Entries taken from a collection:
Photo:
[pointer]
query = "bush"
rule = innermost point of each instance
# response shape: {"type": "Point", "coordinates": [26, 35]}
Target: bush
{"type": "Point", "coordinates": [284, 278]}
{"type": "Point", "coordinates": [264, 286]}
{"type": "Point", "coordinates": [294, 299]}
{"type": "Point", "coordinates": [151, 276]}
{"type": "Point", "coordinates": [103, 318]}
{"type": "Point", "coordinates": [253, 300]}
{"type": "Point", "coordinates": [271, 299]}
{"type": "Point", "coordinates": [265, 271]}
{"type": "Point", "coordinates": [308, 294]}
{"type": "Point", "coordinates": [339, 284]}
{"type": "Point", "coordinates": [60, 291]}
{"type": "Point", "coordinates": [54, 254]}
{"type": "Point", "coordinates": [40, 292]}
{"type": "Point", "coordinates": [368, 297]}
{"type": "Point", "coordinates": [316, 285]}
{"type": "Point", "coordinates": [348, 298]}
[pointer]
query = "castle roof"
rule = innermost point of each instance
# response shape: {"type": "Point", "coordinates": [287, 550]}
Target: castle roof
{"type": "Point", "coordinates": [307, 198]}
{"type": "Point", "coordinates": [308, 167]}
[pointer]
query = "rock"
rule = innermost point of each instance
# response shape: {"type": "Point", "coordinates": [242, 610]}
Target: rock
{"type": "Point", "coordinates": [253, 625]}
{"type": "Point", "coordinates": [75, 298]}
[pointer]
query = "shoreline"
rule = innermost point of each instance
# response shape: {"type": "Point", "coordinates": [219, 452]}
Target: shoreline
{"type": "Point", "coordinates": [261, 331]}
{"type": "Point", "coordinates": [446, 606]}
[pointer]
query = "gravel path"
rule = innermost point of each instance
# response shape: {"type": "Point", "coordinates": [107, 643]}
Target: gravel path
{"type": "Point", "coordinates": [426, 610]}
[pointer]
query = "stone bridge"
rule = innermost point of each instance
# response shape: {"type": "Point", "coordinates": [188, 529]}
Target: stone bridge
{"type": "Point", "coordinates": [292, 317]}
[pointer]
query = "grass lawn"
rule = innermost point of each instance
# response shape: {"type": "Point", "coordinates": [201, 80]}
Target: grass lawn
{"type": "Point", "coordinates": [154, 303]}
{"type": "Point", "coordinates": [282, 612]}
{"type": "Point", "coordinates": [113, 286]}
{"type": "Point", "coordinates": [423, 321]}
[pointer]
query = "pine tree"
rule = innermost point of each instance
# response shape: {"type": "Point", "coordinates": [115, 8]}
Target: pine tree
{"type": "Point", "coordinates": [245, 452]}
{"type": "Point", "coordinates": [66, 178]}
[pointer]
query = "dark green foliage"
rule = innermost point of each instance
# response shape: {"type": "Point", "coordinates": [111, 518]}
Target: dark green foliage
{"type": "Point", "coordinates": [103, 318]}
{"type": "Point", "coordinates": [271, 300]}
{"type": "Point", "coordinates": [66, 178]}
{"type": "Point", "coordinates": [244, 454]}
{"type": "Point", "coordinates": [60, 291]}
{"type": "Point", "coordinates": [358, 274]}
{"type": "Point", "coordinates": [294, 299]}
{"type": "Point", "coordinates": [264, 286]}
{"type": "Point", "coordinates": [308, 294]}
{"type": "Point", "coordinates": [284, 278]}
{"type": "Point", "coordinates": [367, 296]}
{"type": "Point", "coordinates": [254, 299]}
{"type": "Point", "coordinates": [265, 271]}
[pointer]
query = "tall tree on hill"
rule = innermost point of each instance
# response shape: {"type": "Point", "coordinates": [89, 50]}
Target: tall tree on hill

▸ WHAT THIS TASK INVOLVES
Write out each line of the data above again, exactly as given.

▸ OUTPUT FOR THIS TASK
Photo:
[pointer]
query = "bush"
rule = innermost point of each instance
# response shape: {"type": "Point", "coordinates": [26, 35]}
Target: bush
{"type": "Point", "coordinates": [284, 278]}
{"type": "Point", "coordinates": [264, 286]}
{"type": "Point", "coordinates": [294, 299]}
{"type": "Point", "coordinates": [151, 276]}
{"type": "Point", "coordinates": [103, 318]}
{"type": "Point", "coordinates": [253, 300]}
{"type": "Point", "coordinates": [271, 299]}
{"type": "Point", "coordinates": [265, 271]}
{"type": "Point", "coordinates": [308, 294]}
{"type": "Point", "coordinates": [339, 284]}
{"type": "Point", "coordinates": [60, 291]}
{"type": "Point", "coordinates": [54, 254]}
{"type": "Point", "coordinates": [40, 292]}
{"type": "Point", "coordinates": [368, 297]}
{"type": "Point", "coordinates": [316, 285]}
{"type": "Point", "coordinates": [348, 298]}
[pointer]
query = "castle roof"
rule = innermost point of each instance
# response shape: {"type": "Point", "coordinates": [287, 550]}
Target: castle roof
{"type": "Point", "coordinates": [307, 198]}
{"type": "Point", "coordinates": [308, 167]}
[pointer]
query = "rock"
rule = innermost point of each instance
# response shape: {"type": "Point", "coordinates": [242, 610]}
Target: rock
{"type": "Point", "coordinates": [253, 625]}
{"type": "Point", "coordinates": [75, 298]}
[pointer]
query = "shoreline"
rule = innermost point of each instance
# response shape: {"type": "Point", "coordinates": [219, 452]}
Target: shoreline
{"type": "Point", "coordinates": [261, 331]}
{"type": "Point", "coordinates": [446, 606]}
[pointer]
query = "gravel path"
rule = innermost point of each instance
# response shape: {"type": "Point", "coordinates": [107, 643]}
Target: gravel path
{"type": "Point", "coordinates": [426, 610]}
[pointer]
query = "stone bridge"
rule = innermost point of each instance
# response shape: {"type": "Point", "coordinates": [188, 529]}
Target: stone bridge
{"type": "Point", "coordinates": [292, 317]}
[pointer]
query = "grass lawn"
rule = innermost point of each instance
# response shape: {"type": "Point", "coordinates": [201, 80]}
Target: grass lawn
{"type": "Point", "coordinates": [154, 303]}
{"type": "Point", "coordinates": [282, 612]}
{"type": "Point", "coordinates": [113, 286]}
{"type": "Point", "coordinates": [423, 321]}
[pointer]
query = "pine tree"
rule = innermost point of each instance
# response shape: {"type": "Point", "coordinates": [115, 8]}
Target: pine tree
{"type": "Point", "coordinates": [245, 452]}
{"type": "Point", "coordinates": [66, 178]}
[pointer]
query = "dark green foliage"
rule = innermost point of each instance
# response shape: {"type": "Point", "coordinates": [111, 518]}
Target: dark green foliage
{"type": "Point", "coordinates": [103, 318]}
{"type": "Point", "coordinates": [271, 300]}
{"type": "Point", "coordinates": [66, 178]}
{"type": "Point", "coordinates": [244, 454]}
{"type": "Point", "coordinates": [60, 291]}
{"type": "Point", "coordinates": [358, 274]}
{"type": "Point", "coordinates": [294, 299]}
{"type": "Point", "coordinates": [264, 286]}
{"type": "Point", "coordinates": [308, 294]}
{"type": "Point", "coordinates": [284, 278]}
{"type": "Point", "coordinates": [367, 296]}
{"type": "Point", "coordinates": [254, 299]}
{"type": "Point", "coordinates": [265, 271]}
[pointer]
query = "tall tree on hill"
rule = innermost point of each instance
# response shape: {"type": "Point", "coordinates": [89, 50]}
Target: tall tree on hill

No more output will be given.